(Exercise 1) In the SD-WAN passage, rewrite the paragraph beginning "Liebenberg says this represents a paradigm shift" as a short bulleted list that keeps its main facts.
(Exercise 2) Continue the SD-WAN passage from the end of its last sentence.

(Provided text)
————

Liebenberg says this represents a paradigm shift in terms of network management: you don’t need someone to configure the network, because it configures itself. What this means is that network management becomes more of a business than a technical case. “The network becomes part of your intelligence. It collects information about business transactions. You start to think about how to get more out of the network. Your applications can learn from it: perhaps sales of a product line are picking up in a given branch, so your application needs to behave in a different way. This provides far more real-time data than looking at month-end reports, but only if someone takes the time to program the network to givethose values.”

Supporting your strategy

Although there is a glut of vendors offering quality SD-WAN solutions, Liebenberg says choosing one can be quite tricky. “Firstly, it is not interoperable. Each vendor is proprietary; you can’t pick two and run them concurrently, so you need to make the right decision first time.”

————

(Provided material)
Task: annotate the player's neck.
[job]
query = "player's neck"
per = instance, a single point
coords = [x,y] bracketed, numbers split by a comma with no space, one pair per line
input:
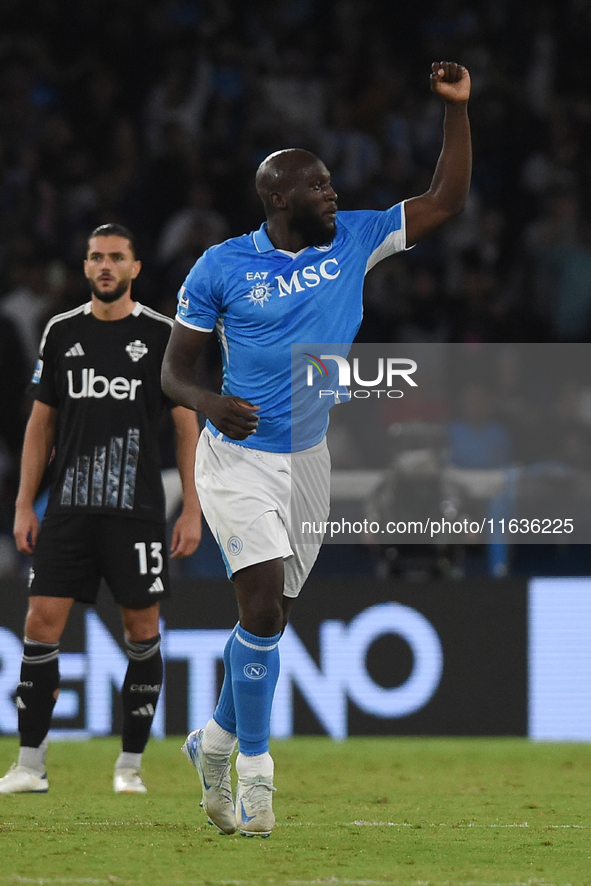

————

(Answer 1)
- Liebenberg sees a paradigm shift in network management: the network configures itself, so no one needs to configure it.
- Network management therefore becomes more of a business case than a technical one.
- The network becomes part of an organization's intelligence and collects information about business transactions.
- Applications can learn from it and change their behavior, for example when sales of a product line pick up in a given branch.
- This provides far more real-time data than month-end reports, but only if someone takes the time to program the network to supply those values.

(Answer 2)
A second consideration is to what degree the SD-WAN supports your software-defined networking (SDN) strategy, as very few vendors do this comprehensively. “SDN covers the LAN – wireless and cable, which is software-defined access. Then there’s the SD-WAN in the middle. And at the top end, you have the infrastructure where your applications reside, be that in a hyperscaler in your own data centre or a private cloud. Those are the three environments of SDN, and you have to ask yourself if the vendor you’re dealing with gives you a strategy across all three areas.”

Security is also an important factor. “If you deploy SD-WAN over a private underlay – such as metro ethernet or MPLS – then you are typically less concerned about security, as even though you connect all your branches, you apply security at a central firewall.” However, if you deploy over any form of public internet (for example broadband) – an increasingly common scenario during lockdown – then every branch becomes exposed. “At this level, though, most leading vendors are able to address these concerns. Many are PCI DSS compliant, which is the credit card industry standard, a very high level of compliance.”

Connecting business parks

Virtually no business can function without internet these days, so it goes without saying that high-speed internet connectivity for business parks is essential. “Fibre has almost become a commodity, like water or electricity,” says Gary Webster, head of wholesale department at Metrofibre. “A couple of years ago, clients would contact landlords a couple of months before they moved in to check if they had fibre. These days it’s expected.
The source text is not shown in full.